(Exercise input):
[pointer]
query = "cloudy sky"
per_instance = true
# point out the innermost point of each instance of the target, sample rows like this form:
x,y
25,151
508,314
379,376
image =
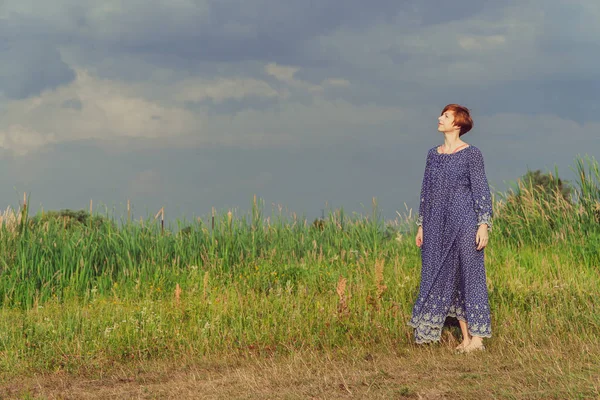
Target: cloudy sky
x,y
195,104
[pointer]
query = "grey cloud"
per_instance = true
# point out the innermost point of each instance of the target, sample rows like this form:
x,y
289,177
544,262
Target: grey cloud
x,y
27,68
74,104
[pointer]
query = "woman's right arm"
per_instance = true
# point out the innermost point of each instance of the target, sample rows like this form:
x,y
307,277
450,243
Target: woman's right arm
x,y
422,204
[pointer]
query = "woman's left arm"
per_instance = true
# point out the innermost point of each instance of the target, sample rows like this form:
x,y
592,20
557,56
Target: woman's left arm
x,y
482,199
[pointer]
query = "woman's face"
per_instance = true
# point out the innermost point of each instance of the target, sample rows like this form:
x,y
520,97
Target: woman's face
x,y
446,122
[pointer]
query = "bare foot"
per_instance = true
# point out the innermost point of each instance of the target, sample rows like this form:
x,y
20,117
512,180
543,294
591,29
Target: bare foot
x,y
464,344
476,344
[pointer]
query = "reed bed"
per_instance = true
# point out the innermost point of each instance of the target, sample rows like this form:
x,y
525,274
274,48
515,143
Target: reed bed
x,y
83,295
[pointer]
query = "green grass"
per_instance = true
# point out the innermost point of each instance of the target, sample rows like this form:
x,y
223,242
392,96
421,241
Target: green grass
x,y
80,297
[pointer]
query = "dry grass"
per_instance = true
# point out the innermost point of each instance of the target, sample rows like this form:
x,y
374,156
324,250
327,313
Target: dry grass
x,y
413,373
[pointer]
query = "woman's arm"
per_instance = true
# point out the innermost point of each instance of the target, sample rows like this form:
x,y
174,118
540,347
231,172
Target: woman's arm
x,y
423,199
480,190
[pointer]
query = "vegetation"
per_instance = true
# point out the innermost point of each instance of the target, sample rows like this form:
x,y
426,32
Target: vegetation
x,y
80,297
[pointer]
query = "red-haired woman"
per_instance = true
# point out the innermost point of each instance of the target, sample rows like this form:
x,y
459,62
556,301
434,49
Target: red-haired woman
x,y
454,217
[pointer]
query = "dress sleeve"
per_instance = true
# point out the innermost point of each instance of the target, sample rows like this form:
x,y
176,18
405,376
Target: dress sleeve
x,y
480,190
424,192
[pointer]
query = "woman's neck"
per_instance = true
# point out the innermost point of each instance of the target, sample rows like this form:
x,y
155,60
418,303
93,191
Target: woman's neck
x,y
452,141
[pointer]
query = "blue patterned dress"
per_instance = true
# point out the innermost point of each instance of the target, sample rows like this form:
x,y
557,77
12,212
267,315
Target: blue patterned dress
x,y
455,200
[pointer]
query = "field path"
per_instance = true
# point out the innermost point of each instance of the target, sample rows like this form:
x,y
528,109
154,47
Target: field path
x,y
418,373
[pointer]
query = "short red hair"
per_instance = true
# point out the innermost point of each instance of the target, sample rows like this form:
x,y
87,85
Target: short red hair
x,y
462,117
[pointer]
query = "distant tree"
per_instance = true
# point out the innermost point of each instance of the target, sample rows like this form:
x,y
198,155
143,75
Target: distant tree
x,y
544,185
69,218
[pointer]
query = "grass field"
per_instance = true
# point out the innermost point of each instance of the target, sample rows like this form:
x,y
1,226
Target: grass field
x,y
274,306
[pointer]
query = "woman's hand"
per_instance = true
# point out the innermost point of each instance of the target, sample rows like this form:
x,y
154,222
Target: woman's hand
x,y
482,236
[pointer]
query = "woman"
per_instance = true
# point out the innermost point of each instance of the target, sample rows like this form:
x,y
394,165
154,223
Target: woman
x,y
454,217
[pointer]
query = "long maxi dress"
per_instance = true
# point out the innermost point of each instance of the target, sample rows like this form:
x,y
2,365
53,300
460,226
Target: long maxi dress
x,y
455,200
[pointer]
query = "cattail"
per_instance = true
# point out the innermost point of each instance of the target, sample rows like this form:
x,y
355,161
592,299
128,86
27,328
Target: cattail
x,y
205,285
343,299
177,293
379,278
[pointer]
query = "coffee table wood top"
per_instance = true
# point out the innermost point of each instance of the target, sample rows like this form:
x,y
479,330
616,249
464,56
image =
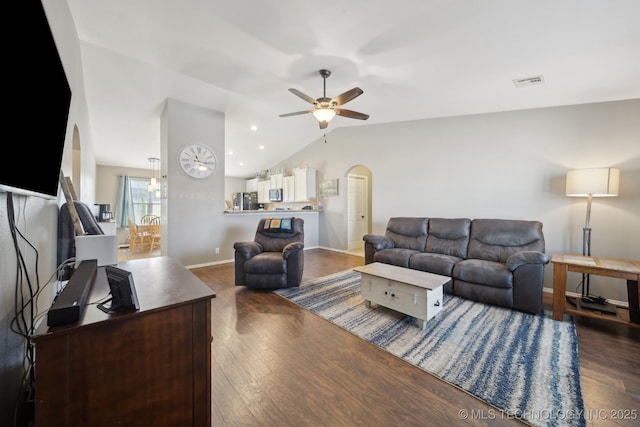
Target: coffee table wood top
x,y
417,278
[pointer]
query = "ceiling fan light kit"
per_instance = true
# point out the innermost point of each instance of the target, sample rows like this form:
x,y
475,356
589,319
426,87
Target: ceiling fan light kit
x,y
325,108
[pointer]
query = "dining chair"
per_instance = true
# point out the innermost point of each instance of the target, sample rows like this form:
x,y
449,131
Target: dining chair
x,y
136,238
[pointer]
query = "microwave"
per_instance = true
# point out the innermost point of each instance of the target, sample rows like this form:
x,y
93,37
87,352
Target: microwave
x,y
275,195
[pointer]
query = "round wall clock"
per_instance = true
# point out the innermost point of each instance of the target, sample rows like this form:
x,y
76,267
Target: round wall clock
x,y
197,161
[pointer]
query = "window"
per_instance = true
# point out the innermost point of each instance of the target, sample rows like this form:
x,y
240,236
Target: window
x,y
145,202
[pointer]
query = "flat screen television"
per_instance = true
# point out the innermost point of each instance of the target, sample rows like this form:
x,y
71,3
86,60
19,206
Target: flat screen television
x,y
38,105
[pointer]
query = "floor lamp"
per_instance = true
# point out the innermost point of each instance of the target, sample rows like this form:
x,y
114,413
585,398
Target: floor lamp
x,y
589,183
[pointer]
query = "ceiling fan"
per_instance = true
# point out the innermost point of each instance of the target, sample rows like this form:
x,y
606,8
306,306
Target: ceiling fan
x,y
326,108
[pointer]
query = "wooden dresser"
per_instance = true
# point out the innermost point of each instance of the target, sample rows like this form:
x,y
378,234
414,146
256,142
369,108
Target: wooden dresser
x,y
150,367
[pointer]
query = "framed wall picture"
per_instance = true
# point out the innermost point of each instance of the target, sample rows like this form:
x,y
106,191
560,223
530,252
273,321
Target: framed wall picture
x,y
329,187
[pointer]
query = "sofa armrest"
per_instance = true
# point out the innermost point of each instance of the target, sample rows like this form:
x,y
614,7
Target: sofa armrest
x,y
247,249
378,242
526,257
291,248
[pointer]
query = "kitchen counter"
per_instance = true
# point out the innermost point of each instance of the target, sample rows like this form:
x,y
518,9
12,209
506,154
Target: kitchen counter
x,y
271,211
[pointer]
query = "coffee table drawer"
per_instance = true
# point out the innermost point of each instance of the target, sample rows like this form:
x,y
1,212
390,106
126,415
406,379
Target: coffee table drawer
x,y
408,299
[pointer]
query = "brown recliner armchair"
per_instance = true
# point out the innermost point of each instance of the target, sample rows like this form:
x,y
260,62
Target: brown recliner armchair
x,y
275,259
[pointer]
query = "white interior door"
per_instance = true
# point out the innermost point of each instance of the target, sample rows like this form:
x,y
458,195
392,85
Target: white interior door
x,y
357,221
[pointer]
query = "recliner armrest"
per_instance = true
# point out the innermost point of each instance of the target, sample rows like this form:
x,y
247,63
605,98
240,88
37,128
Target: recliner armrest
x,y
291,248
248,249
378,242
526,257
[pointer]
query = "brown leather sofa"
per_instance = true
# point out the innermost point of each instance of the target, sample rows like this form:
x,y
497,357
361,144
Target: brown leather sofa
x,y
275,259
495,261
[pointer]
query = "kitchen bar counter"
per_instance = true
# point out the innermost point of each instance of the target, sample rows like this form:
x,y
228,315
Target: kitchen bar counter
x,y
241,225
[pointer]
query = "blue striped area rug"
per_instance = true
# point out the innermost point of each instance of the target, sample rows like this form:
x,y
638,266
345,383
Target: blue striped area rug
x,y
524,365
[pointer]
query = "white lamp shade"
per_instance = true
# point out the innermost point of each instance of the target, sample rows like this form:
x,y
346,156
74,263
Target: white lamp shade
x,y
324,114
602,182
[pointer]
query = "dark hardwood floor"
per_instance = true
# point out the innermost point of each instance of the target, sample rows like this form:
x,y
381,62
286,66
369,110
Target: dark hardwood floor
x,y
275,364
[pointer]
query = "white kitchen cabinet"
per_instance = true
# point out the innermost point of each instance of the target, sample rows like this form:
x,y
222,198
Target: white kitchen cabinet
x,y
251,185
263,191
289,189
276,180
305,183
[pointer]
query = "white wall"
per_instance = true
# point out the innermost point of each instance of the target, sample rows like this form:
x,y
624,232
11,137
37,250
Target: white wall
x,y
499,165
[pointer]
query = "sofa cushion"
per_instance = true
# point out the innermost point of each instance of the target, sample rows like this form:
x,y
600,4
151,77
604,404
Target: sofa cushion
x,y
496,239
449,236
483,272
433,263
266,263
408,233
395,256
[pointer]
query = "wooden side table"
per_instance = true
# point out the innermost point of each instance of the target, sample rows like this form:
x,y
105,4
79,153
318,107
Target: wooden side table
x,y
628,270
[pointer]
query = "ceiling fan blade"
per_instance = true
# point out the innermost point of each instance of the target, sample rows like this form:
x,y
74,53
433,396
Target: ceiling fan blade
x,y
296,113
351,114
347,96
307,98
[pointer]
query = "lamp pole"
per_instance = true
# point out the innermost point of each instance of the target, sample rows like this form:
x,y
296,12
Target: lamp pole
x,y
586,245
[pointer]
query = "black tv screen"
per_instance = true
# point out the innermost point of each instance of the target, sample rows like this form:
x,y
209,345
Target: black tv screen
x,y
38,107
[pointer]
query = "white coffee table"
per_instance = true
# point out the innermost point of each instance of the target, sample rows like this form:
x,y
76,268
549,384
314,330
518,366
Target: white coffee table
x,y
412,292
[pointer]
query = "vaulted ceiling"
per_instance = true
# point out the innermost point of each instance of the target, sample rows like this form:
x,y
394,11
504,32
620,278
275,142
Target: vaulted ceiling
x,y
414,59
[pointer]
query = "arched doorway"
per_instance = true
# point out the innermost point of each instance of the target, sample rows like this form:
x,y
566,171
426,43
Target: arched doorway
x,y
358,206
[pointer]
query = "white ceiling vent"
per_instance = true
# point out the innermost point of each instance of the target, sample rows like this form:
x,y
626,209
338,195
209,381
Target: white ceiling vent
x,y
528,81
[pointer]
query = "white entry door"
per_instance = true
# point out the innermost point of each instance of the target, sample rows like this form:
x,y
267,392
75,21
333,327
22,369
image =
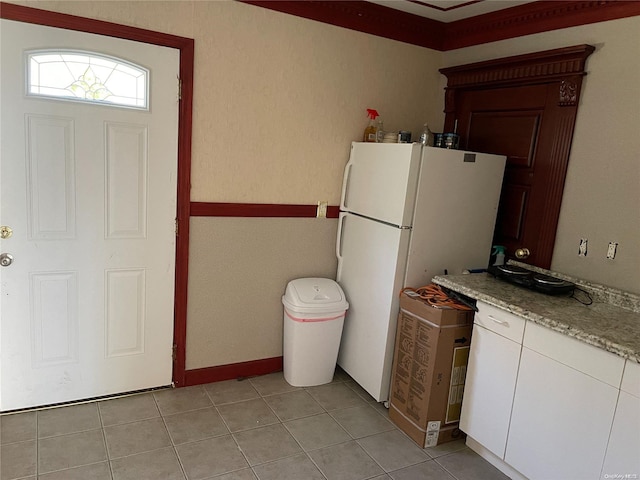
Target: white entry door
x,y
89,193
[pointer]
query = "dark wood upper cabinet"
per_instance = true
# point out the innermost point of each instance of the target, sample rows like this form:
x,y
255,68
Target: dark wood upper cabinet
x,y
523,107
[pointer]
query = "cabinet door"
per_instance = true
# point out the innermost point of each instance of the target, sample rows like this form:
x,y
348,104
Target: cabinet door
x,y
489,388
561,421
623,452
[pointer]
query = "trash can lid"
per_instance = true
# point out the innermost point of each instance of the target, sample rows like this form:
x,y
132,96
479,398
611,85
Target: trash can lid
x,y
314,295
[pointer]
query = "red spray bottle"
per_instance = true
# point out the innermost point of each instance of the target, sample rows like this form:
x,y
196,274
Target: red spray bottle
x,y
371,130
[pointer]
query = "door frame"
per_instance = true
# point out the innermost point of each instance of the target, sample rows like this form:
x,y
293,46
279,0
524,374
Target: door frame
x,y
563,67
185,46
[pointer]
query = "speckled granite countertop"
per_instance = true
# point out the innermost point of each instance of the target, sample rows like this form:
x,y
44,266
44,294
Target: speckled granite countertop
x,y
611,322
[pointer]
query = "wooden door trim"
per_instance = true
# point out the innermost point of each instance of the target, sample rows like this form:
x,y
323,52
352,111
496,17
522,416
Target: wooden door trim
x,y
185,46
563,68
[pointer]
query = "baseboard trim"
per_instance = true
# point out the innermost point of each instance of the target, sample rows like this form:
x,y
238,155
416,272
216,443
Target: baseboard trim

(What this task involves): From the rows above, copy each line that includes the word "interior", keeping every line unchanged.

(Written answer):
query = "white interior door"
Target: white interior door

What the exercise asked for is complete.